### YANG DIHARAPKAN
Tolong sebutkan rentang waktu penyemprotan yang efektif menurut dokumen sumber tentang hama buncis.

### DOKUMEN SUMBER
Hama dan Penyakit Dominan pada Tanaman Buncis

Ulat Perusak Daun ( Spedoptera litura, Plusia calchites, dan Piezodorus sp. )
ketiga jenis ulat ini sering menyerang dengan cara memakan daunnya. Srangga Spodoptera litura lebih dominan dari pada kedua jenis lainnya.
Pada tingkat serangan parah, daun buncis bias dimakan habis.
Pencegahan :
Lakukan sanitasi lahan dengan benar.
Pasang perangkap kupu – kupu di beberapa tempat.
Balurkan perangkap kupu – kupu yang berbentuk lem, seperti Cherry Glue dan Glumon,menggunakan kuas ke botol bekas air mineral atau potongan pipa PVC.
Pemberantasan :
Jika di temukan telur-telurnya yang biasa menempel di balik daun, segera pungut, kemudian gerus dan kubur.
Jika serangan sudah tingkat yang parah, semprotkan insektisida yang tepat. Patuhi anjuran dosis sesuai yang tertera di label kemasan.
Insektisida yang bisa di gunakan diantaranya Metido 25 WP, Prevaton 250 EC, Decis 2,5 EC, Sumo 50EC, Buldok 25 EC.

Tips : “ Waktu yang efektif untuk melakukan penyemprotan “
Waktu penyemprotan yang efektif antara pukul 08.00 – 11.00 atau pukul 15.00 – 18.00 yakni ketika turgor ( kandungan air tanaman ) tidak terlalu tinggi dan tidak terlalu rendah. Jika turgor tanaman dan kelembapan udara terlalu tinggi, maka dosis yang sebelumnya tepat akan menjadi rendah, sehingga tidak mempan. Sebaliknya, jika turgor tanaman terlalu rendah dengan terik tinggi, maka dosis yang semula tepat akan menjadi tinggi, sehingga ada kemungkinan terjadi efek terbakar oleh pestisida.

Ulat Penggulung Daun ( Lamprosema indicate )
Perilaku ulat ini suka memakan daun, kemudian menggulung sebagai tempat perkembangan metamorfosisnya sebagai kepompong.
Pencegahan :
Lakukan sanitasi lahan dengan benar.
Pasang perangkap kupu-kupu di bebrapa tempat.
Pemberantasan :
Jika tanaman buncis sudah terserang hama ini, segera semprot menggunakan insektisida yang tepat.
Beberapa insektisida yang bisa di gunakan adalah Detacron 500 EC, Curacron 500 EC, Profile 450 EC.
Gunakan sesuai dosis anjuran yang tertera di label kemasan.

Ulat penggerek Polong ( Etialla zinckenella )
Ulat ini suka menggerek polong dengan cara melubangi kulit polong serta memakan daging buah dan biji-biji muda yang ada di dalamnya.
Serangan yang hebat menyebabkan kualitas hasil panen menurun drastis.
Pencegahan :
Lakukan sanitasi lahan yang benar.

### DATA TERSIMPAN

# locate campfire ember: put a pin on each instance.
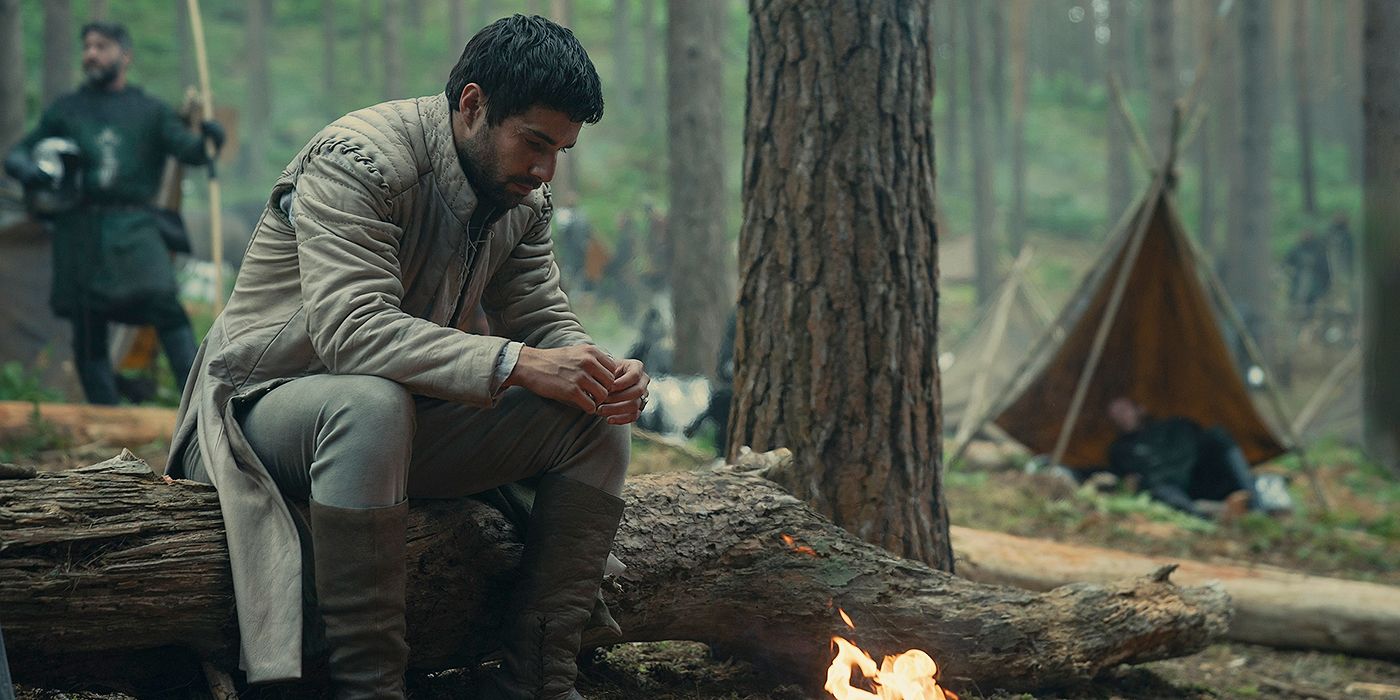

### JAWABAN TERTULIS
Antara pukul 08.00–11.00 atau pukul 15.00–18.00.